→ **Problem**
Each entry that follows should be retyped exactly.

→ **Records supplied**
-=-=-
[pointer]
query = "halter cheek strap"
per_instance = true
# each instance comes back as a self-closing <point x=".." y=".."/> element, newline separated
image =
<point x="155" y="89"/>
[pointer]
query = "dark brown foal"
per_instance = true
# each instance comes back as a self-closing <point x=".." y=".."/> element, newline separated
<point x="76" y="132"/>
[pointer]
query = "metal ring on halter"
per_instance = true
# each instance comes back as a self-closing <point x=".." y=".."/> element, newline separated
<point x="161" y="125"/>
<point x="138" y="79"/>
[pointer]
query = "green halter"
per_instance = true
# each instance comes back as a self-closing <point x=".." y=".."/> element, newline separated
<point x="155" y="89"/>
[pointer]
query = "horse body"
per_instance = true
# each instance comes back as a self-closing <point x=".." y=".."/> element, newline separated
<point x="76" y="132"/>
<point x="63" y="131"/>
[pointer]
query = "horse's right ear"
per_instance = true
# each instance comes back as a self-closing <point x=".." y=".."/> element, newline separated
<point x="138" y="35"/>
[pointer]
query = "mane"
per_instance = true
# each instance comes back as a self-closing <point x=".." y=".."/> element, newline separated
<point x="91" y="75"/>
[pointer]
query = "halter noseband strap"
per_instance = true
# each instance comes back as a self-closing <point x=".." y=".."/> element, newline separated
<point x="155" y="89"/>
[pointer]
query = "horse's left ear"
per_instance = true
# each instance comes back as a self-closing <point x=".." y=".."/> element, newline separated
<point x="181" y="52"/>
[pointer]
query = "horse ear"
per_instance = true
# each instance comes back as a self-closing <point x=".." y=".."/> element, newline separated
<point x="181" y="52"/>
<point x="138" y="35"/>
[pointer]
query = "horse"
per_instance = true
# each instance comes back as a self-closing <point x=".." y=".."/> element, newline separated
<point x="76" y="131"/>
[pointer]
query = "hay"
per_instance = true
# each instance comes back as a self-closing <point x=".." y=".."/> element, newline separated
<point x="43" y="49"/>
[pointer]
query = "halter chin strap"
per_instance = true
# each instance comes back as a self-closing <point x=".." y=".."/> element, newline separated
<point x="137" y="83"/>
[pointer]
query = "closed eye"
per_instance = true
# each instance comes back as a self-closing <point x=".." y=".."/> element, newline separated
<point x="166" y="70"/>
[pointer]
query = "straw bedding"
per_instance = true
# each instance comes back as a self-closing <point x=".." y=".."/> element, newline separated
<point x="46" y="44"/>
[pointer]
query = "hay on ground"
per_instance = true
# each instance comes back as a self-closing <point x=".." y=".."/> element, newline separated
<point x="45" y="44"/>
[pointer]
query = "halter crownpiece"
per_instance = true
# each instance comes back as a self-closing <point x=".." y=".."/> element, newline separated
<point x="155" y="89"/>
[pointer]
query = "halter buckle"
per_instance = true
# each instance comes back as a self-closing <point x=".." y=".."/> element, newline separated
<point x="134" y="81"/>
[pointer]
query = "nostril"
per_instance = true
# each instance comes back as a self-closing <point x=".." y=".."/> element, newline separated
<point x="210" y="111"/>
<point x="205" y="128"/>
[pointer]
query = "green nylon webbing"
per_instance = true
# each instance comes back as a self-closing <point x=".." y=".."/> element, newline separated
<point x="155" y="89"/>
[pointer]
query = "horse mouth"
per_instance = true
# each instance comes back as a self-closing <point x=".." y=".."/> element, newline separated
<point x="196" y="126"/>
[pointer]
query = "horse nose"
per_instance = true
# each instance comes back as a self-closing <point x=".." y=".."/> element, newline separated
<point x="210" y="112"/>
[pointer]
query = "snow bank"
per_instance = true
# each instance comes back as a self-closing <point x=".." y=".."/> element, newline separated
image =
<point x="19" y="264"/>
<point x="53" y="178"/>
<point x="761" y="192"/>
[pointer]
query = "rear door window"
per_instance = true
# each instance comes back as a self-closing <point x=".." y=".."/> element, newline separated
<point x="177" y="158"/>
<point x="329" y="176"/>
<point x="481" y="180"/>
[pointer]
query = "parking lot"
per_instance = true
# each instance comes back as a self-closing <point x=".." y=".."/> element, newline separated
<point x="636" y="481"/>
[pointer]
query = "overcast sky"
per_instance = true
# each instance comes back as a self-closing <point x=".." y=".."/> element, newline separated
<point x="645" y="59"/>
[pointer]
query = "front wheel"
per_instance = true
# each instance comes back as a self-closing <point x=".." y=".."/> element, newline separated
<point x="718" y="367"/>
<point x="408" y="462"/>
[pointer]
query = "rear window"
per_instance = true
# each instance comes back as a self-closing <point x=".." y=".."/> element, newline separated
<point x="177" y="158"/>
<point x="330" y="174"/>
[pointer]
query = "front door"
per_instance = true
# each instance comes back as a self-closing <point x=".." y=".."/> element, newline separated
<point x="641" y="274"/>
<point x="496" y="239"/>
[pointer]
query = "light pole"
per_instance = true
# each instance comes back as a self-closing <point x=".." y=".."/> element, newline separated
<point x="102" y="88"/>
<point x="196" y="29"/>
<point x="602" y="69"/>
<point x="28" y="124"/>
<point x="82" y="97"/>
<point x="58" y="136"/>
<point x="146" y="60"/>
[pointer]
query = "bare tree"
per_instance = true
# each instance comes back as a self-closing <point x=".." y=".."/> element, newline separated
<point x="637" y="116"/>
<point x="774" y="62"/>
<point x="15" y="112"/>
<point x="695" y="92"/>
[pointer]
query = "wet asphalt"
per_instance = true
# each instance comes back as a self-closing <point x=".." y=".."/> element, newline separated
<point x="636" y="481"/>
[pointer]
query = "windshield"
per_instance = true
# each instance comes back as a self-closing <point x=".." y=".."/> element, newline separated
-=-=-
→ **Written reply**
[pointer]
query = "halter cheek strap"
per_instance = true
# each instance comes back as a self-closing <point x=".." y=".."/> element, newline separated
image =
<point x="155" y="89"/>
[pointer]
query = "dark brown foal"
per_instance = true
# each instance comes back as a self-closing <point x=".." y=".."/> element, newline separated
<point x="76" y="132"/>
[pointer]
query = "metal ring on halter"
per_instance = true
# each instance comes back as a self-closing <point x=".." y=".."/> element, newline separated
<point x="161" y="125"/>
<point x="138" y="79"/>
[pointer]
query = "green halter"
per_instance = true
# each instance comes back as a self-closing <point x=".." y=".."/> element, newline separated
<point x="155" y="89"/>
[pointer]
query = "horse body"
per_instance = true
# each instance comes back as a self-closing <point x=".." y=".."/> element, newline separated
<point x="76" y="132"/>
<point x="63" y="131"/>
[pointer]
query = "horse's right ear"
per_instance = true
# each instance comes back as a self-closing <point x=".." y=".."/> element, newline separated
<point x="138" y="35"/>
[pointer]
query = "mane"
per_instance = true
# each instance comes back as a self-closing <point x=".." y=".."/> element, newline separated
<point x="91" y="75"/>
[pointer]
query = "halter noseband strap"
per_instance = true
# each instance comes back as a self-closing <point x=".." y=".."/> element, newline separated
<point x="155" y="89"/>
[pointer]
query = "horse's left ear"
per_instance = true
# each instance comes back as a self-closing <point x=".." y=".."/> element, newline separated
<point x="181" y="52"/>
[pointer]
query = "horse ear"
per_instance = true
# each instance comes back as a self-closing <point x=".." y=".."/> element, newline separated
<point x="181" y="52"/>
<point x="138" y="35"/>
[pointer]
query = "horse"
per_instance = true
# each instance comes back as a self-closing <point x=".." y=".."/> element, newline separated
<point x="76" y="131"/>
[pointer]
query = "hay"
per_instance = true
# each instance comes back as a self-closing <point x=".." y=".."/> element, newline separated
<point x="43" y="49"/>
[pointer]
query = "halter chin strap"
per_instance = true
# each instance comes back as a self-closing <point x=".." y=".."/> element, newline separated
<point x="137" y="83"/>
[pointer]
query = "closed eye"
per_instance = true
# each instance comes back as a self-closing <point x=".." y=".."/> element, newline separated
<point x="166" y="70"/>
[pointer]
query = "straw bedding"
per_instance = true
# each instance comes back as a self-closing <point x=".." y=".."/> element, newline separated
<point x="46" y="44"/>
[pointer]
query = "hay on ground"
per_instance = true
# each instance comes back as a self-closing <point x=".." y=".."/> element, newline separated
<point x="45" y="44"/>
[pointer]
query = "halter crownpiece"
per_instance = true
# each instance comes back as a self-closing <point x=".." y=".."/> element, newline separated
<point x="155" y="89"/>
[pointer]
query = "halter buckle"
per_instance = true
# each instance comes back as a self-closing <point x=".." y=".."/> element, newline separated
<point x="134" y="81"/>
[pointer]
query = "nostril"
per_instance = true
# each instance comes back as a self-closing <point x=".." y=".."/> element, newline separated
<point x="210" y="111"/>
<point x="205" y="128"/>
[pointer]
query = "green nylon webbing"
per_instance = true
# each instance comes back as a self-closing <point x=".." y=".."/> element, newline separated
<point x="155" y="89"/>
[pointer]
query = "horse mouth"
per_instance = true
# each instance comes back as a self-closing <point x=".." y=".."/> element, newline separated
<point x="196" y="126"/>
[pointer]
query = "horse nose"
per_instance = true
# each instance comes back as a self-closing <point x=".." y=".."/> element, newline separated
<point x="210" y="112"/>
[pointer]
query = "snow bank"
per_instance = true
# each instance comes back as a self-closing <point x=".." y=".."/> element, newline separated
image =
<point x="19" y="264"/>
<point x="53" y="178"/>
<point x="761" y="192"/>
[pointer]
query = "rear door window"
per_instance = true
# each instance comes back as a self-closing <point x=".." y=".."/> element, newline separated
<point x="177" y="158"/>
<point x="329" y="176"/>
<point x="481" y="180"/>
[pointer]
query = "parking lot"
per_instance = true
# each instance comes back as a self-closing <point x=".." y=".."/> element, newline separated
<point x="636" y="481"/>
[pointer]
query = "overcast sky"
per_instance = true
# each instance comes back as a self-closing <point x=".." y=".."/> element, newline separated
<point x="645" y="59"/>
[pointer]
query = "front wheel"
per_instance = true
# each instance comes back as a self-closing <point x=".." y=".."/> element, newline separated
<point x="718" y="367"/>
<point x="408" y="462"/>
[pointer]
query = "rear window"
per_instance = true
# each instance comes back as a self-closing <point x=".." y=".."/> element, newline separated
<point x="177" y="158"/>
<point x="330" y="174"/>
[pointer]
query = "front door"
per_instance = true
# each instance comes back as a self-closing <point x=".." y=".."/> element, newline separated
<point x="641" y="274"/>
<point x="496" y="239"/>
[pointer]
query = "light pole"
per_instance = true
# each instance comes back as a self-closing <point x=".." y=".."/> element, newline separated
<point x="102" y="88"/>
<point x="196" y="29"/>
<point x="602" y="69"/>
<point x="28" y="124"/>
<point x="82" y="97"/>
<point x="58" y="136"/>
<point x="146" y="60"/>
[pointer]
query = "bare tree"
per_instance = true
# each instance comes back as a self-closing <point x=".." y=".."/> element, newline separated
<point x="637" y="116"/>
<point x="774" y="62"/>
<point x="15" y="112"/>
<point x="695" y="92"/>
[pointer]
query = "wet asphalt"
per_instance = true
# each instance comes back as a self-closing <point x=".." y=".."/> element, newline separated
<point x="636" y="481"/>
[pointer]
query = "windshield"
per_instance = true
# each instance comes back as a self-closing <point x=".." y=".."/> element, newline separated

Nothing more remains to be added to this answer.